- **WHAT YOU WILL DO**
Reproduce every one of the records below word for word, leaving the pictures out of your copy.

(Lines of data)
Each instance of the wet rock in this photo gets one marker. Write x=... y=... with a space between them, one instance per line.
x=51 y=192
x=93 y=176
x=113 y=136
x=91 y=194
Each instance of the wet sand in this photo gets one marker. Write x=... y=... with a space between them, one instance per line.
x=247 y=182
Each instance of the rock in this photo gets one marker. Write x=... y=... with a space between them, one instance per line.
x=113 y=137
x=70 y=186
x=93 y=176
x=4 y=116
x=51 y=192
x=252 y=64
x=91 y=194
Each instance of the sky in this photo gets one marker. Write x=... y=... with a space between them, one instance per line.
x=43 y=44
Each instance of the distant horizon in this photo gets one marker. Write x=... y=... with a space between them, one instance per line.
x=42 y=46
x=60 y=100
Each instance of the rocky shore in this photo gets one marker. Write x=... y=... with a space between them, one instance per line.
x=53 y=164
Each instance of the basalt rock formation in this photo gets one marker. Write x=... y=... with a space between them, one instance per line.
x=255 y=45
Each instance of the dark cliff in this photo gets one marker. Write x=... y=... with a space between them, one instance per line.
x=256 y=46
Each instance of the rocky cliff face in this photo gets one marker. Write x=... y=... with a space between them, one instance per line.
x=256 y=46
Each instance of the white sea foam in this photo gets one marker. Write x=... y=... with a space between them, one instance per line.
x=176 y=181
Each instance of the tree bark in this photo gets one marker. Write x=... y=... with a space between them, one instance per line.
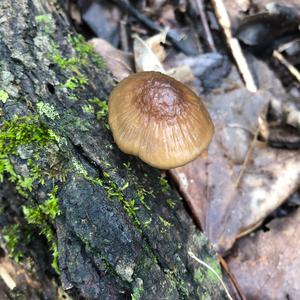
x=122 y=231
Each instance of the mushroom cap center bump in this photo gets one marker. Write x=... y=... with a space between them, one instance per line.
x=159 y=119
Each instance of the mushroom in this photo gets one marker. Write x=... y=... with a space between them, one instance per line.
x=159 y=119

- **SOLUTION TO THIS TASK**
Each instance of the wet rock in this photo gets one marker. Write x=... y=... with a space between them, one instance per line.
x=51 y=192
x=93 y=176
x=113 y=136
x=91 y=194
Each instance of the wet sand in this photo gets one marker. Write x=... y=... with a space between them, one instance per line.
x=247 y=182
Each instance of the rock in this photo gets one marker. Write x=... y=... with a space between them, one instance per line.
x=113 y=137
x=70 y=186
x=93 y=176
x=4 y=116
x=51 y=192
x=252 y=64
x=91 y=194
Each instance of the sky in this photo gets one marker. Write x=... y=... with a space between them, one instance per line.
x=43 y=44
Each instance of the distant horizon in this photo gets one marker. Write x=... y=... with a space between them, one instance per line.
x=42 y=46
x=60 y=100
Each instance of the rocky shore in this photo gets one marker. Write x=... y=... with a space between them, one instance per line.
x=53 y=164
Each instance of the basalt rock formation in this photo gets one marker. Write x=... y=... with a space between them, one instance per line.
x=255 y=45
Each instance of the dark cliff in this photo gets one marker. Write x=... y=... with a space between them, one instance per line.
x=256 y=46
Each instance of the rocky cliff face in this photo gets one marker. Write x=... y=... with a space between them, one instance per line.
x=256 y=46
Each instance of the white sea foam in this photo gets one marker. Write x=... y=... with a space between them, one instance per line.
x=176 y=181
Each instance of the tree bark in this photo gets one marker. Write x=... y=... with a space between them, one instance per line.
x=122 y=231
Each instance of the mushroom cap center bump in this photo gets one marker. Write x=... y=... with a space between them, one instance per line.
x=159 y=119
Each instance of the mushroom in this photo gets one marker. Write x=... y=... with a space between them, one instance per line.
x=159 y=119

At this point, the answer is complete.